● Exercise requirements
[1] In the golf follow-through thread, how much distance does one poster say a shoulder-high finish takes off?
[2] Pick up the golf follow-through thread where it stops and extend it.

— Start Source —

# Follow through



## bunkered (Oct 12, 2014)

What does a shortened follow through do for the golf swing, tried this today on the range. Seemed to give a better strike on the ball.


----------



## guest100718 (Oct 12, 2014)

For me its gives a lower flatter shot, pretty much a punch shot.


----------



## Region3 (Oct 12, 2014)

If I finish shoulder high it takes around 10yds off, waist high takes 20yds off, and as paddy says each one has a slightly lower flight with less spin.


----------



## bunkered (Oct 12, 2014)

guest100718 said:



			For me its gives a lower flatter shot, pretty much a punch shot.
		
Click to expand...

That's what i found also, do you think you could play with this swing.


----------



## garyinderry (Oct 12, 2014)

I am that stiff my natural follow through is a bit cut off.  Yeah you can play like that just fine.


----------



## SocketRocket (Oct 12, 2014)

The follow through is a result of the downswing.   A full swing should result in a full followthrough.  A more punchy shot will have s shorter follow through due to there being less force through the ball.

IMO its best to jest let it happen and focus on the type of shot you are trying to create, the follow through happens after you strike the ball so there is no point in manipulating it.


----------



## Foxholer (Oct 12, 2014)

35+ years of Hockey ingrained a 'shortened' follow through that I've been trying to 'finish' for years!

Yes it works for certain shots - like punch ones - but generally it's a negative in terms of distance and counter-productive for 'delicate' shots like short chips - where it can become a stab! The problem happens when the impact becomes a hit *at* the ball rather than a hit *through* it!

A shorter than full back-swing, on the other hand, has distinctly more benefits than the marginal disadvantages imo.


----------



## bunkered (Oct 13, 2014)

Foxholer said:



			35+ years of Hockey ingrained a 'shortened' follow through that I've been trying to 'finish' for years!

Yes it works for certain shots - like punch ones - but generally it's a negative in terms of distance and counter-productive for 'delicate' shots like short chips - where it can become a stab! The problem happens when the impact becomes a hit *at* the ball rather than a hit *through* it

A shorter than full back-swing, on the other hand, has distinctly more benefits than the marginal disadvantages imo.
		
Click to expand...

Only tried it with 7, 8, and 9 irons. I have seen some hockey players turn in to good golfers.


----------



## patricks148 (Oct 13, 2014)

the lessons i had earlier in the year have succeeded in giving  me a follow though. before i had very little. More of a Cricket Off Drive.

Ive gained distance from it no question... Ive no idea why though.


----------



## Liverpoolphil (Oct 13, 2014)

bunkered said:



			Only tried it with 7, 8, and 9 irons. I have seen some hockey players turn in to good golfers.
		
Click to expand...


I'm an ex hockey player and managed to get a full follow through 

Use a shortened one if the follow through is restricted or to play a punch shot


----------



## Foxholer (Oct 13, 2014)

bunkered said:



			Only tried it with 7, 8, and 9 irons. I have seen some hockey players turn in to good golfers.
		
Click to expand...

Oh yes, I've known a few too. From purely 'Back Home' (NZ) experience, an ex-Captain of NZ Hockey team was high up in Seniors Golf and just missed ET Seniors qualification. The NZ International Turner trio - Glen (Cricket), Grant (Hockey) and Greg (Golf) all played/play Hockey and Cricket and Golf. And a near International (who almost break my shoulder through wads of clothes from 20 yards - when I moved rather than have the hockey ball take my camera lens out and head off) was a County player for all three!

— End Source —
— Start Rows —

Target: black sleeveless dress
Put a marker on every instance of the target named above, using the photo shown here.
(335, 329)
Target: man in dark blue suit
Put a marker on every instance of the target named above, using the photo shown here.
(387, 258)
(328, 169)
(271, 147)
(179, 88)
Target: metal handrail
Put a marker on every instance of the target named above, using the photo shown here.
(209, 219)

— End Rows —

● Final answers
[1] Around 10 yards.

[2]
Secret apparently - as the first Pro that saw my 'swing' recognised and commented - 'Only 2 things we tell Hockey players - Slow the swing down and finish it!


----------



## bunkered (Oct 13, 2014)

Foxholer said:



			Oh yes, I've known a few too. From purely 'Back Home' (NZ) experience, an ex-Captain of NZ Hockey team was high up in Seniors Golf and just missed ET Seniors qualification. The NZ International Turner trio - Glen (Cricket), Grant (Hockey) and Greg (Golf) all played/play Hockey and Cricket and Golf. And a near International (who almost break my shoulder through wads of clothes from 20 yards - when I moved rather than have the hockey ball take my camera lens out and head off) was a County player for all three!

Secret apparently - as the first Pro that saw my 'swing' recognised and commented - 'Only 2 things we tell Hockey players - Slow the swing down and finish it!
		
Click to expand...


So the thought of a shorter follow through must be giving me a shorter backswing, that's what giving me a better strike on the ball.


----------



## Foxholer (Oct 13, 2014)

bunkered said:



			So the thought of a shorter follow through must be giving me a shorter backswing, that's what giving me a better strike on the ball.
		
Click to expand...

Maybe. But remember to continue to hit 'through' the ball. The 'hit the imaginary ball 6 inches in front' or the real one in practice a foot or more in front of the ball to be hit could help. I have my own thought, as there are other issues too


----------



## turkish (Oct 14, 2014)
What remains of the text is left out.